YOUR ASSIGNMENT => Look through the data below. Pick out the lines holding the string "swan".
[Opening SUPPLIED DATA section]
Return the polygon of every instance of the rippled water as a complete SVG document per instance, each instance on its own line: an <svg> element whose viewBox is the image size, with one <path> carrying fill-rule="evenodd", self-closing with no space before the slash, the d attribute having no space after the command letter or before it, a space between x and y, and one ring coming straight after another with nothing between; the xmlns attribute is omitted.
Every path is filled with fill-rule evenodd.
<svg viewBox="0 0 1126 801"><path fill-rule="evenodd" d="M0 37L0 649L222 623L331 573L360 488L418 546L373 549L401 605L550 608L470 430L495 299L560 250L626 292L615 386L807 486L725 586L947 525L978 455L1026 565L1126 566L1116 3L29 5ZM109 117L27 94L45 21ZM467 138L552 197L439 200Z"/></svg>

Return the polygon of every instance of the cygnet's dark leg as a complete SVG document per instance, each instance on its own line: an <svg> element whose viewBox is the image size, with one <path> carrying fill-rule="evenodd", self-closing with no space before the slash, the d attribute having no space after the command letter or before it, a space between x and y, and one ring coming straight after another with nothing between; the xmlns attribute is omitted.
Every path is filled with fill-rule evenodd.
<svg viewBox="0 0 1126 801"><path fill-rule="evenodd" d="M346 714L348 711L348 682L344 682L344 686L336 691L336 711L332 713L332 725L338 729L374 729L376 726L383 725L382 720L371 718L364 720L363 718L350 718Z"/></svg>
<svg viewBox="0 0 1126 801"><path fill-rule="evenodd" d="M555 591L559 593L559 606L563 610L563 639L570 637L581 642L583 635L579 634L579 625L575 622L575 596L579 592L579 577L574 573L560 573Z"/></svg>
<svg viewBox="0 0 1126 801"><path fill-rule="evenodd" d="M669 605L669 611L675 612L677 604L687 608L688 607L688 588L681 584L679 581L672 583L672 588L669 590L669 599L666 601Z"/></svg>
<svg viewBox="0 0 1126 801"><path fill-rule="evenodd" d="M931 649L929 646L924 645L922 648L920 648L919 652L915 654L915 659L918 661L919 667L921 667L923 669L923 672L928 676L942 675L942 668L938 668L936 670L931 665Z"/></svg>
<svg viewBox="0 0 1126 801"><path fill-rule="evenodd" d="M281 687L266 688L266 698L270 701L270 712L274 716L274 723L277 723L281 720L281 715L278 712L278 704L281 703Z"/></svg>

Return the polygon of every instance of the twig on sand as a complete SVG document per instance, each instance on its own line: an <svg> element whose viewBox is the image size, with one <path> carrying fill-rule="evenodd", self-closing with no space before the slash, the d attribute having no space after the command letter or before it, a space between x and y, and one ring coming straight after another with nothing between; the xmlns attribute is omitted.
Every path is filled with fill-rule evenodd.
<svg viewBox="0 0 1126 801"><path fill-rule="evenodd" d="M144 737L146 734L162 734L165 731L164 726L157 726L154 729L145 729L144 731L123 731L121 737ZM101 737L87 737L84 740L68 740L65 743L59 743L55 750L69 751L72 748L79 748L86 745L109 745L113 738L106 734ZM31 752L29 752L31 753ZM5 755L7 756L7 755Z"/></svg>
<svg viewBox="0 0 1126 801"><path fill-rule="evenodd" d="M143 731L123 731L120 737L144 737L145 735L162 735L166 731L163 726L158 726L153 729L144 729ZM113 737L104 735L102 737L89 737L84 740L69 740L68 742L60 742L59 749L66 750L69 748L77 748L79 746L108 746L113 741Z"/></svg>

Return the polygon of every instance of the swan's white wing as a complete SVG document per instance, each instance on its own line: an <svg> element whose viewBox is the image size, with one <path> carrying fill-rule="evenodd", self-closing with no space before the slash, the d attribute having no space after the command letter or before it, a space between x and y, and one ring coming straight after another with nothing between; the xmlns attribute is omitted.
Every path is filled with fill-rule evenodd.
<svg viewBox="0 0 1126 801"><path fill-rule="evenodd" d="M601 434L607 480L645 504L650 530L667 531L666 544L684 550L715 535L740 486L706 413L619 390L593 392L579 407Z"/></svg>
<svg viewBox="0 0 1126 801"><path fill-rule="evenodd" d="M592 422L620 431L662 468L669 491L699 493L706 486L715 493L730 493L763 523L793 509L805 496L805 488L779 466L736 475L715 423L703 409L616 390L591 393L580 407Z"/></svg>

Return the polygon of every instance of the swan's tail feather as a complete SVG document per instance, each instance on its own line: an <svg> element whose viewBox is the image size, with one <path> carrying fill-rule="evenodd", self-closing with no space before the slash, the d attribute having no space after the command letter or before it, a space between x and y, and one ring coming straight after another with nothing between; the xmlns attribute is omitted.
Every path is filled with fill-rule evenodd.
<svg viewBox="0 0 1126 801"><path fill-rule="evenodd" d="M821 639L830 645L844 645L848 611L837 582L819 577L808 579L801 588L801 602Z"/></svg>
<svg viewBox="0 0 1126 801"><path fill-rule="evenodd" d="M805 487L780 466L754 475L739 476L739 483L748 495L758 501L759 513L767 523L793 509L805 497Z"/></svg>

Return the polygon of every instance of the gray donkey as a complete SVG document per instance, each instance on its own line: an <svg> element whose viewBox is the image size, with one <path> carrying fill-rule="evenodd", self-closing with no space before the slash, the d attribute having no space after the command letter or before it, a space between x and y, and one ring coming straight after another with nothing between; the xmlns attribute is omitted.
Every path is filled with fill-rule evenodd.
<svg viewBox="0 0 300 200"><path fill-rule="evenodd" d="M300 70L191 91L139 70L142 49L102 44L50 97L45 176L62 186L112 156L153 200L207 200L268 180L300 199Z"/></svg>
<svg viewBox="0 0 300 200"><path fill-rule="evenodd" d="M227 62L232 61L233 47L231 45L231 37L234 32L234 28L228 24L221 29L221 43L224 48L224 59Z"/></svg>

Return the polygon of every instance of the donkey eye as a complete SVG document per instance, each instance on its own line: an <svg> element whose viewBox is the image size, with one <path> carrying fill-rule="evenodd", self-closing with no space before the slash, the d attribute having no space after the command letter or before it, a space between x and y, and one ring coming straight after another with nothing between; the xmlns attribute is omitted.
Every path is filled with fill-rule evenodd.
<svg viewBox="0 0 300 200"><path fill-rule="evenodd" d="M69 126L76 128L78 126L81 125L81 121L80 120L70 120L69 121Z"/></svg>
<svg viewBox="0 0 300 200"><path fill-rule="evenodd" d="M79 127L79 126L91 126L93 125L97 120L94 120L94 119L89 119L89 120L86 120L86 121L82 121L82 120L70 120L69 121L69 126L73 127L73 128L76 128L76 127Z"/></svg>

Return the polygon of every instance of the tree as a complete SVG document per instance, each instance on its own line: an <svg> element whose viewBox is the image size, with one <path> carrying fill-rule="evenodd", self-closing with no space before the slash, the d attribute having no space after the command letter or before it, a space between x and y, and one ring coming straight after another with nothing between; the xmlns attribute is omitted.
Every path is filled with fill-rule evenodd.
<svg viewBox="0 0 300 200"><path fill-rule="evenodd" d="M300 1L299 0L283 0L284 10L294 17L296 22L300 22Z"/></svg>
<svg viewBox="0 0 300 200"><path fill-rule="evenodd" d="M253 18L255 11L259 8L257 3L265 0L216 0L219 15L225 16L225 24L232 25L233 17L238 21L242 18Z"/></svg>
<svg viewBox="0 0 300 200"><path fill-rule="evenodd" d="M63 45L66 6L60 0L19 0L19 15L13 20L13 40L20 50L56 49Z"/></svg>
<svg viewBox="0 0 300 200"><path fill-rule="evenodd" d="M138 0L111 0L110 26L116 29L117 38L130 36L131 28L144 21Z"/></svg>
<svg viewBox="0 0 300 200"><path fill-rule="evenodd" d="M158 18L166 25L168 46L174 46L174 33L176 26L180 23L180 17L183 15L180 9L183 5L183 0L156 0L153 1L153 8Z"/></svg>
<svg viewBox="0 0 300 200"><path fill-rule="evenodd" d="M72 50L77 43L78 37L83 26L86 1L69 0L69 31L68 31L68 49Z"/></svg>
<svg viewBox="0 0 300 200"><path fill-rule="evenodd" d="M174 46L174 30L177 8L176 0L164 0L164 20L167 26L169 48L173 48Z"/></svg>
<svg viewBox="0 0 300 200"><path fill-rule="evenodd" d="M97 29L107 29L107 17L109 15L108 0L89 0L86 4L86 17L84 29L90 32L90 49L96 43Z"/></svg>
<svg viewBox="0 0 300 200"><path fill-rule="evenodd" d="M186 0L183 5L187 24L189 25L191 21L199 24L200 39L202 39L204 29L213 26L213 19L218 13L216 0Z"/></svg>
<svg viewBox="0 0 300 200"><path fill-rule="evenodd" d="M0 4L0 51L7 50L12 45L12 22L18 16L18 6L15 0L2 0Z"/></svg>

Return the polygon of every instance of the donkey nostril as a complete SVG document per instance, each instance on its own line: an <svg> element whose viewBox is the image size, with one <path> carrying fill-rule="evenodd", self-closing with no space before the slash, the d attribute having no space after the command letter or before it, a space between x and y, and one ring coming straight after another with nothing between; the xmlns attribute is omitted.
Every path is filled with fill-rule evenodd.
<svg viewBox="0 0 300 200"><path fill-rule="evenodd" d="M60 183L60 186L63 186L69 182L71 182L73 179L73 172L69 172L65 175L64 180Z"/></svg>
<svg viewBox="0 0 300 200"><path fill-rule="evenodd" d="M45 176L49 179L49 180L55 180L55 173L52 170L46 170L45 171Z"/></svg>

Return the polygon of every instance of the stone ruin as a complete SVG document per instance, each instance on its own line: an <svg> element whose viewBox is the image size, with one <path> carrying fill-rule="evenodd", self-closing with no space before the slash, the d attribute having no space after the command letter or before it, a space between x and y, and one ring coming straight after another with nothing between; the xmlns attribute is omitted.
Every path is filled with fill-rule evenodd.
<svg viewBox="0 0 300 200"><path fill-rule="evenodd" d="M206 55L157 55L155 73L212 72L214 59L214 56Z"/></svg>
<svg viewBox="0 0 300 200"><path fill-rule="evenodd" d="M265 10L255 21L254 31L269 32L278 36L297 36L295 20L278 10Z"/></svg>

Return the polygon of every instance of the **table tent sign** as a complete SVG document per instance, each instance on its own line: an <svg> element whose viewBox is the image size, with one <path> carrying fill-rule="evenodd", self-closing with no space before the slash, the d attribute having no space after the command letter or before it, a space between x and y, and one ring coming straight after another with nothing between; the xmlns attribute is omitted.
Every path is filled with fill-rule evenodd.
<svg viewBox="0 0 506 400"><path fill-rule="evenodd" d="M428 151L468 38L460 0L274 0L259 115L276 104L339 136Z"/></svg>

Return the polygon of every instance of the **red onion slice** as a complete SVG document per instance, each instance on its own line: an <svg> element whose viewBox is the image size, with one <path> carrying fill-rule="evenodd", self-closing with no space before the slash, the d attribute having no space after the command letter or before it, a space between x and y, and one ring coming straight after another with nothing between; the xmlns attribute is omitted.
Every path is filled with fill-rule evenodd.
[Closing SUPPLIED DATA section]
ANSWER TO THE PROBLEM =>
Return the polygon of every instance of the swan's white wing as a complete SVG document per instance, each instance on its own line: an <svg> element whose viewBox is the image size, with one <path> carrying fill-rule="evenodd", self-closing with no space before the slash, the d attribute having no space after the command letter or before it, a space between x and y, and one ring coming straight after another with nothing between; the xmlns attribute is omitted.
Return the polygon of every instance of the swan's tail feather as a complete SVG document per instance, each instance on its own line: an <svg> element whose viewBox is the image size, with one <path> carrying fill-rule="evenodd", self-closing with no space before the slash, the d attribute having no space after the command letter or before it, a space between x and y, and one ring coming straight after another with nothing between; the xmlns attribute is omitted.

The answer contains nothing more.